▸ Document segment

*** Begin section ***

Oh this is fantastic, if not a bit weird...
Having text before the image does appear to make the alt and aria-label tags work!
I also appear to need to actually download the pdf instead of try and use a screenreader on the preview in jsreports studio.
Though it doesn't detect the text which is strange.

I will look into this further, thank you so much Jan!

kyledgreen

Do you know if there is a limitation in pdfUtils around this functionality? I'm using pdfUtils to prepend a cover page that is an image. If I run the template for just the cover page it gets the accessibility tags, but when I run my main template and prepend the cover page template it doesn't seem to have tags.

Something like this: https://playground.jsreport.net/w/anon/lhK7cf6Z

Note: I cant seem to get the online playground to generate the tags in any scenario. It only works for me locally. Maybe due to the --export-tagged-pdf arg im still passing, or my version being 3.4.1 and the playground is version: 3.2.1 with jsreport version: 3.2.0.

jan_blaha

The pdf utils unfortunately don't keep the pdf tags. I've put it in the backlog
https://github.com/jsreport/jsreport/issues/894

I didn't read the spec for the pdf tags yet, so not sure how difficult it can be to implement.

kyledgreen

Does that mean any usage of pdfUtils will strip the tags? Its seems even if I embed my cover page template logic into my main template I still dont get the tags, is this because im using the pdfUtils to merge a header/footer template and/or a table of contents?

Do you have an eta of when the team will be getting around to this functionality, is it high on the roadmap?

*** End section ***

Set down the part of the forum thread on PDF accessibility tags that opens with the words containing "Note: I cant" and closes with "on the roadmap?", keeping every word unchanged. You will not need the stored records for anything here.

(Stored records)
*** Begin section ***

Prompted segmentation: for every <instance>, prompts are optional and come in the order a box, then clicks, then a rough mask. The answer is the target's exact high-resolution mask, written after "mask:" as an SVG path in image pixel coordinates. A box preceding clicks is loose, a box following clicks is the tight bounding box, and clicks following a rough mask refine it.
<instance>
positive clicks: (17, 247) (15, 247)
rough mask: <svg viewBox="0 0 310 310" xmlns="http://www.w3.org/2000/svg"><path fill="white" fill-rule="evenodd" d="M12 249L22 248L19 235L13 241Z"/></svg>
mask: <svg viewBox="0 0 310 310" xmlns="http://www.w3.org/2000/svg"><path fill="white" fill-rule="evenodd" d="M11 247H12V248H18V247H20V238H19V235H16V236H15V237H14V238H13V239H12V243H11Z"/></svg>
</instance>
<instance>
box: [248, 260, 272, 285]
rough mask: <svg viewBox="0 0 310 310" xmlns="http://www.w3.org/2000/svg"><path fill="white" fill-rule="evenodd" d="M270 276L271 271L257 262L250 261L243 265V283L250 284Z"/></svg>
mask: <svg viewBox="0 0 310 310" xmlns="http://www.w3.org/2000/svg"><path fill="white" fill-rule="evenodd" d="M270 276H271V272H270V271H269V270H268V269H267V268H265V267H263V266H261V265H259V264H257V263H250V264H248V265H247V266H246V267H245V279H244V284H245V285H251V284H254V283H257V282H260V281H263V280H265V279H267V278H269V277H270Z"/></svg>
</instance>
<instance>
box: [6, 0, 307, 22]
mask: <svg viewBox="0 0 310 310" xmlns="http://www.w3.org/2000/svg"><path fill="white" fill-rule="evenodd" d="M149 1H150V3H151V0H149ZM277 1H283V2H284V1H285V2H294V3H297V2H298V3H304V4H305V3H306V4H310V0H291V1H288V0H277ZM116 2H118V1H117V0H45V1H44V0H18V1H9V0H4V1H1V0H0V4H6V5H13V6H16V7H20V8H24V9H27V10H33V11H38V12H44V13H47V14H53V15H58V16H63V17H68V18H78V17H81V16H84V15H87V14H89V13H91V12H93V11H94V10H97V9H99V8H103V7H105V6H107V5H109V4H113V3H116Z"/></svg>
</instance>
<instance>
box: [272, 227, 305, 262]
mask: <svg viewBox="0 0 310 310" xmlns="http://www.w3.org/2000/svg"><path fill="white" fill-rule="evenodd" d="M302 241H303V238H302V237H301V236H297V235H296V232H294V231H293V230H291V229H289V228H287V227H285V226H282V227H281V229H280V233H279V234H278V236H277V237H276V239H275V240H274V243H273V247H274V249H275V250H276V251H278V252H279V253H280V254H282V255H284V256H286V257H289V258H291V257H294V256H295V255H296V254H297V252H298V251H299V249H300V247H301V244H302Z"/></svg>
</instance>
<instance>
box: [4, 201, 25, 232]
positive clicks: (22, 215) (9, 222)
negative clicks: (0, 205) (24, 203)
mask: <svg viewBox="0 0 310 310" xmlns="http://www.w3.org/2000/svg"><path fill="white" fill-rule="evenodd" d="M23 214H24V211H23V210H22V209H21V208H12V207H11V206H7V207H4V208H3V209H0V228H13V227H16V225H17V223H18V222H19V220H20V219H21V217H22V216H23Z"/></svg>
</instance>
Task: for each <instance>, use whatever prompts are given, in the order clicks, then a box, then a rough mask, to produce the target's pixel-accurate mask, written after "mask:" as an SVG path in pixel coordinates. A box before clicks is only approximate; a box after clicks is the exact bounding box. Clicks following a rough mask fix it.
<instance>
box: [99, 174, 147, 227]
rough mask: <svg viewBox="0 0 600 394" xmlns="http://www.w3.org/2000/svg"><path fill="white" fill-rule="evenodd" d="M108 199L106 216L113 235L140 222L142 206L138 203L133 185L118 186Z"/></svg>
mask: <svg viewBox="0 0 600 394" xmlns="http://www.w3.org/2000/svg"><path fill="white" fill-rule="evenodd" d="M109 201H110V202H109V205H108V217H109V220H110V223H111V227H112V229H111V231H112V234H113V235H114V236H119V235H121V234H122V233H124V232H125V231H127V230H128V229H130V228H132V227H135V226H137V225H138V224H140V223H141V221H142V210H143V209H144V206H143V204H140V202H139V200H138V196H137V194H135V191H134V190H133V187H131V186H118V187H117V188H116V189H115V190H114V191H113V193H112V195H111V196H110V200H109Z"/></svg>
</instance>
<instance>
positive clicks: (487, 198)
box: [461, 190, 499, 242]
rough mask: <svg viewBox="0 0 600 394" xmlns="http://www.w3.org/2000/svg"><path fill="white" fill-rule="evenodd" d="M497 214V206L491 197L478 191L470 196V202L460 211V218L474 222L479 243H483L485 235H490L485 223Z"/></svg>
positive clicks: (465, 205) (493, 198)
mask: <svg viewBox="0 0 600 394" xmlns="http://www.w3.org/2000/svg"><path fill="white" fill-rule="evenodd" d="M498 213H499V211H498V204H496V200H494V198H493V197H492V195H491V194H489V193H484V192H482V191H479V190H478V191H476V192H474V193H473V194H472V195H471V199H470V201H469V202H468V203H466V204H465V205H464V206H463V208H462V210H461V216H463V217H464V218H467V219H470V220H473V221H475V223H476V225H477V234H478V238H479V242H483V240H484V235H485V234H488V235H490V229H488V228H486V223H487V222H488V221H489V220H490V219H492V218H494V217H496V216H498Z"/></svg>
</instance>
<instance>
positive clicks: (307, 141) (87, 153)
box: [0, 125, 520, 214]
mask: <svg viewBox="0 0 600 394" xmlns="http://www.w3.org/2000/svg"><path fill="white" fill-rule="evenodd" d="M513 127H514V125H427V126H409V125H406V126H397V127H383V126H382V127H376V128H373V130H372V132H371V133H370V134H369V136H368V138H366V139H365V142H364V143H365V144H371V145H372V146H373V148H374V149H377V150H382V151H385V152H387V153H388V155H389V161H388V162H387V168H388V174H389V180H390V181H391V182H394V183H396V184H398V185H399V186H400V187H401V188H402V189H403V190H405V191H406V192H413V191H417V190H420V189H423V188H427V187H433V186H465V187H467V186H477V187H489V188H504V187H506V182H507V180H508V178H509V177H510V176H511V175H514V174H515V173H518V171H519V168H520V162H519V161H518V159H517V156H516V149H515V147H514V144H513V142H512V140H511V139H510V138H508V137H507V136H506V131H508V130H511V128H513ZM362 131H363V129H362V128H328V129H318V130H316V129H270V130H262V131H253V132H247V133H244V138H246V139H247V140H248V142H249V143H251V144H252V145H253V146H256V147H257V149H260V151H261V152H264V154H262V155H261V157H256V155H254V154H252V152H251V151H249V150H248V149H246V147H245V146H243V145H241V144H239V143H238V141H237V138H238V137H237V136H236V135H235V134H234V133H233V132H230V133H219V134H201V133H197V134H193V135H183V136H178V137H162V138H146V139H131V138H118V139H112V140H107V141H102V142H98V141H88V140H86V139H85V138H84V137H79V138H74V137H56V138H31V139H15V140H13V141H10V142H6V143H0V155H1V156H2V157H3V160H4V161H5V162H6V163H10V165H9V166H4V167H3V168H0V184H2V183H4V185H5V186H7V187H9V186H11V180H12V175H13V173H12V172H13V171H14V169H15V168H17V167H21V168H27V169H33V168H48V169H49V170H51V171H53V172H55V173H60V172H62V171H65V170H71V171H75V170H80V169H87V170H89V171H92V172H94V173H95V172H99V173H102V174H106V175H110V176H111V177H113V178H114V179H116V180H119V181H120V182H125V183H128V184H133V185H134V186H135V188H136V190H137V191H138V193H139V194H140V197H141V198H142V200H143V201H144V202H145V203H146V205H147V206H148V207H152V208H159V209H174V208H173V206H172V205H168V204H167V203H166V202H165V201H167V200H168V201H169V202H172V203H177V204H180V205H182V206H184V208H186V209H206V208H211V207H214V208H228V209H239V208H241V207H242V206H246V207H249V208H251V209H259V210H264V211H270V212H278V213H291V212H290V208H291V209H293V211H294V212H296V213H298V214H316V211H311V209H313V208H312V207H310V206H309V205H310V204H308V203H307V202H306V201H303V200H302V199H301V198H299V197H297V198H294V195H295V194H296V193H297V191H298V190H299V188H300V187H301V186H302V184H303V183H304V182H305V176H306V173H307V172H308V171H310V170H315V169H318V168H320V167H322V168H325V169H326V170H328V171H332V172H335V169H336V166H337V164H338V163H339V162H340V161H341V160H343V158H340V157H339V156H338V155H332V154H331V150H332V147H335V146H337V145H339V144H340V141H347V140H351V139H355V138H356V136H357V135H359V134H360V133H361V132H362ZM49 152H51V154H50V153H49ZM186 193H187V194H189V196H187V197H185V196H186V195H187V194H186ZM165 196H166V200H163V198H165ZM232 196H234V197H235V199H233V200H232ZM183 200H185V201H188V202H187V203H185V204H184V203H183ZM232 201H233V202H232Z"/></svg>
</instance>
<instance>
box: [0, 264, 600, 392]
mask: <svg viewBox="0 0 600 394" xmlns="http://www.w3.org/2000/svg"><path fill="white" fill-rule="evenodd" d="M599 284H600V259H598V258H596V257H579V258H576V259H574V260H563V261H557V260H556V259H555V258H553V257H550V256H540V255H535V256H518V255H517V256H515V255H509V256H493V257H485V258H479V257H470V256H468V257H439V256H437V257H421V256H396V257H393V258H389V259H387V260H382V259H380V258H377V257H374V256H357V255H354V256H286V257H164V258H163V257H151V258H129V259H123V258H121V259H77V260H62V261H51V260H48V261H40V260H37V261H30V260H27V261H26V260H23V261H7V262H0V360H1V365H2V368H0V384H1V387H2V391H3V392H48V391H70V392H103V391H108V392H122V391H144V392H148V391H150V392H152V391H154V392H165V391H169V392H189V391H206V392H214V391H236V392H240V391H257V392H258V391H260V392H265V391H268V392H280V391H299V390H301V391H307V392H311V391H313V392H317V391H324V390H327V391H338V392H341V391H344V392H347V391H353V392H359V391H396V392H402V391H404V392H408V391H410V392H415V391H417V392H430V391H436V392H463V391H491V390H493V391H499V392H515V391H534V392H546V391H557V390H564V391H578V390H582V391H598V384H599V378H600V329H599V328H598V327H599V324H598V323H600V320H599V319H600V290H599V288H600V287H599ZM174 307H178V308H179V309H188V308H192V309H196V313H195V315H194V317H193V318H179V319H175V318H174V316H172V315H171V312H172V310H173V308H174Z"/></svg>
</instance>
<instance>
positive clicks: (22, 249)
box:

*** End section ***

▸ Finished task
Note: I cant seem to get the online playground to generate the tags in any scenario. It only works for me locally. Maybe due to the --export-tagged-pdf arg im still passing, or my version being 3.4.1 and the playground is version: 3.2.1 with jsreport version: 3.2.0.

jan_blaha

The pdf utils unfortunately don't keep the pdf tags. I've put it in the backlog
https://github.com/jsreport/jsreport/issues/894

I didn't read the spec for the pdf tags yet, so not sure how difficult it can be to implement.

kyledgreen

Does that mean any usage of pdfUtils will strip the tags? Its seems even if I embed my cover page template logic into my main template I still dont get the tags, is this because im using the pdfUtils to merge a header/footer template and/or a table of contents?

Do you have an eta of when the team will be getting around to this functionality, is it high on the roadmap?